- [Given task]: Please rewrite the rows below with "keypoint" changed to "marker" wherever it occurs, keeping everything else the same.
------------------------------------
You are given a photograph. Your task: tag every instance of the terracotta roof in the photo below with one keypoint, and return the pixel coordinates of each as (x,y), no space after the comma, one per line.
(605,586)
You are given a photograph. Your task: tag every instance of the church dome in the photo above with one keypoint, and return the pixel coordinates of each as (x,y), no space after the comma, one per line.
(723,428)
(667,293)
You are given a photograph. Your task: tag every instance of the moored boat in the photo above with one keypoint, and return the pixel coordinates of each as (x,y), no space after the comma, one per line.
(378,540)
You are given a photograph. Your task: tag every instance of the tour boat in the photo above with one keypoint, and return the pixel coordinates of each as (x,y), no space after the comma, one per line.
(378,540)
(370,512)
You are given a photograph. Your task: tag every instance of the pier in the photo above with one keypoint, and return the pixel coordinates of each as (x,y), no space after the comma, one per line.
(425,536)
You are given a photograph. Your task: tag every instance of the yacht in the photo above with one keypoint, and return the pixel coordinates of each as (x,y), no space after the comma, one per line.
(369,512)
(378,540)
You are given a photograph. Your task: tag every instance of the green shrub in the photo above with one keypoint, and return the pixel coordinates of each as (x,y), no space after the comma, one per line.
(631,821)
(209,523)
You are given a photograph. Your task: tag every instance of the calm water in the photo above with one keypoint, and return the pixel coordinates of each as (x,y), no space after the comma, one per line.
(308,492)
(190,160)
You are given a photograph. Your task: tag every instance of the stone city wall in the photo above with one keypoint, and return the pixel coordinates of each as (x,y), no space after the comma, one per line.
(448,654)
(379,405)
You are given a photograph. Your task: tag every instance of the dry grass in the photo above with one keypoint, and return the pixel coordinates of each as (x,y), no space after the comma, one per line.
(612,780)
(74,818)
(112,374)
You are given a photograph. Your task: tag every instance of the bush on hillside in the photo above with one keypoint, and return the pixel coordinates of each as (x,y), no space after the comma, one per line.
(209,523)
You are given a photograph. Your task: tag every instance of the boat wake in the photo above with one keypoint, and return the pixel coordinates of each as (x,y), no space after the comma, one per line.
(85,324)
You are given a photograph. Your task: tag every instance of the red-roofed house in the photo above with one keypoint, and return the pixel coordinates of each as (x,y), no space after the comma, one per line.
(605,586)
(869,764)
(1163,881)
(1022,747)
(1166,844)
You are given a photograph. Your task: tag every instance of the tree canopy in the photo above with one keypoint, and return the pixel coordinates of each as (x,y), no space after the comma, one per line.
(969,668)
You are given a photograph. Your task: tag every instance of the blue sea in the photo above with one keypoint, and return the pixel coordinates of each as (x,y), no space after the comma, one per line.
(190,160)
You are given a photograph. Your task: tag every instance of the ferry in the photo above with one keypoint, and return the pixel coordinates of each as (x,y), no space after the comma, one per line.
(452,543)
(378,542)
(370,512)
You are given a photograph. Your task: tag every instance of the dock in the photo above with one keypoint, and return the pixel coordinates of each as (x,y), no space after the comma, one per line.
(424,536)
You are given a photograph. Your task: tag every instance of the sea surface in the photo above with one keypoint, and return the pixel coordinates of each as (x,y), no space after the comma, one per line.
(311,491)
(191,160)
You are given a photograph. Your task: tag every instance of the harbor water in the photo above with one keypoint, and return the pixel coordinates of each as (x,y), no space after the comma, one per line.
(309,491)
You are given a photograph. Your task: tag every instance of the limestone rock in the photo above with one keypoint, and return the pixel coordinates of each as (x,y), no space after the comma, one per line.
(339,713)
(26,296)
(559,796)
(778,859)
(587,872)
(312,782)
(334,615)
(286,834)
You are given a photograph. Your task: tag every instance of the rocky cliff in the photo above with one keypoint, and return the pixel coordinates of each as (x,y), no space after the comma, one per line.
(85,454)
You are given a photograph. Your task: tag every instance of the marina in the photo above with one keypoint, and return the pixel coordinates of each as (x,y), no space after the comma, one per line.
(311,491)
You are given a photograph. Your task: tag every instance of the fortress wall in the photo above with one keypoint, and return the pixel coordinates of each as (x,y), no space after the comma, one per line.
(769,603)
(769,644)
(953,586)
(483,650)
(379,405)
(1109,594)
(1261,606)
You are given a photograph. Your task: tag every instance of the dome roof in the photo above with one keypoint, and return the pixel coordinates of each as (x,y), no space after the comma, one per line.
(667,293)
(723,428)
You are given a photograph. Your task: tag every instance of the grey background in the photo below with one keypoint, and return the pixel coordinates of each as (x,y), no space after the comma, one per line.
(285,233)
------------------------------------
- [Full output]:
You are given a photograph. Your task: tag every instance of the terracotta roof in the photo below with one marker, and return the pixel coordinates of each as (x,y), no space after the comma, one per line.
(605,586)
You are given a photograph. Your task: tag every instance of the church dome in the photo above with one marker, and return the pixel coordinates of each as (x,y), no space after the comma, one per line.
(723,428)
(667,293)
You are given a photograph. Your task: tag every instance of the moored boat in the photo above with one marker, and return the pixel coordinates of each as (x,y), no space after the comma, one per line.
(378,540)
You are given a photograph. Your task: tag every instance of the tour boat in the photo above with one marker, and return the pixel coordinates of each as (x,y), no space after the comma, one per line.
(378,540)
(370,512)
You are given a photograph. Your task: tag every instance of the pier in the photo above with one marker, and return the pixel coordinates of each as (x,y), no space after the comma, one per line.
(425,536)
You are given a photograph. Your task: tag every instance of the yacht in the photo above with one marker, and return the pixel coordinates of each as (x,y), no space after the comma, one per line.
(369,512)
(378,540)
You are given a photograph. Your task: tag every instance of the green shrub in the photo above with one marker, and return the pixel coordinates of each as (x,y), no space after the comma, one per line.
(631,821)
(209,523)
You are given a photograph. Your task: tag every instance of the calm water in the photo above with one marker, and return the pixel coordinates of each as (x,y), no space after the comma, one per line.
(308,492)
(190,160)
You are given a photograph. Your task: tag every instance of the stone city wall in the photo above with one marker, and return the pixel coordinates of each as (x,y), no space after the comma, one per line.
(448,654)
(379,405)
You are given a photograph. Your task: tag every instance of the dry grass in the photo above with one marker, and return the pixel coordinates of each as (x,y), no space after the comma, one per line.
(612,780)
(74,818)
(112,374)
You are given a photograph. Your task: tag every instance of the bush on hillside in the photo above with one marker, and return the pixel coordinates of each as (x,y), no space after the comma, one per line.
(209,523)
You are given a photograph. Your task: tag every instance of the boat wake in the photo above with one marker, and return the pixel coordinates of each as (x,y), no space after the comma, one per line.
(85,324)
You are given a photograph. Your task: tag every instance of the red-roofed house in the photo above with one marker, and return the pixel coordinates of each as (x,y), no space after the comma, one per line.
(605,586)
(869,764)
(1163,881)
(1022,747)
(1166,844)
You are given a photograph. Your task: tag every instance of the tree canopy in the photo above with one marker, and return the pixel coordinates of each as (x,y), no space after the comma, one per line.
(969,668)
You are given a photograph. Your task: tag every instance of the blue sea in the photo above with one marker, and return the pixel coordinates of each as (x,y), no space after the comma, one per line.
(190,160)
You are given a photograph. Your task: tag every instance of the ferry in the photo above with one marker, and return the pixel coordinates of each as (x,y), no space after the comma, one per line.
(452,543)
(378,542)
(370,512)
You are given a photograph. Your task: tag every instance of the dock in the photo above with one marker, and return the pixel coordinates of each as (x,y), no space after the comma, one per line.
(424,536)
You are given a photograph. Your task: tag every instance of the sea surface in the photo above with one marker, and return the pixel coordinates of each as (x,y), no space after the comma, one per line.
(311,491)
(191,160)
You are given a photograph. Your task: tag every instance of the harbor water in the photo above with one marker, and return the pixel coordinates of each as (x,y), no space after the comma, one per line.
(309,491)
You are given a photograph. Your task: tag every instance of the limestone rock in the photo above with one marker, and return the pixel coordinates of each as (x,y), no space after the comma, one per line.
(339,713)
(26,296)
(559,796)
(778,859)
(587,872)
(312,782)
(334,615)
(286,834)
You are given a photograph. Your task: tag every instance of the rocky cliff in the photo above with one marker, and return the pixel coordinates of each as (x,y), no space after the comma, one per line.
(85,454)
You are given a photograph. Your task: tag every instance of the marina in the photo above with one marker, and return the pixel coordinates of each as (x,y), no space after the comma, one per line.
(311,491)
You are given a photograph. Your task: tag every instance of the fortress wall in the photo above with one marker, and return the pixel coordinates of each as (x,y), no space after the comma, one per line.
(769,603)
(769,644)
(953,586)
(483,650)
(379,405)
(1109,594)
(1261,606)
You are given a photograph. Your task: tag every instance of the dome roof in the photo above with one marker, and return the pixel coordinates of each as (x,y), no space after the comma, one per line.
(667,293)
(723,428)
You are given a photograph. Your task: tag every instance of the grey background in the photo below with one marker, and return the pixel coordinates of each as (x,y), no space after the comma, one per line.
(285,233)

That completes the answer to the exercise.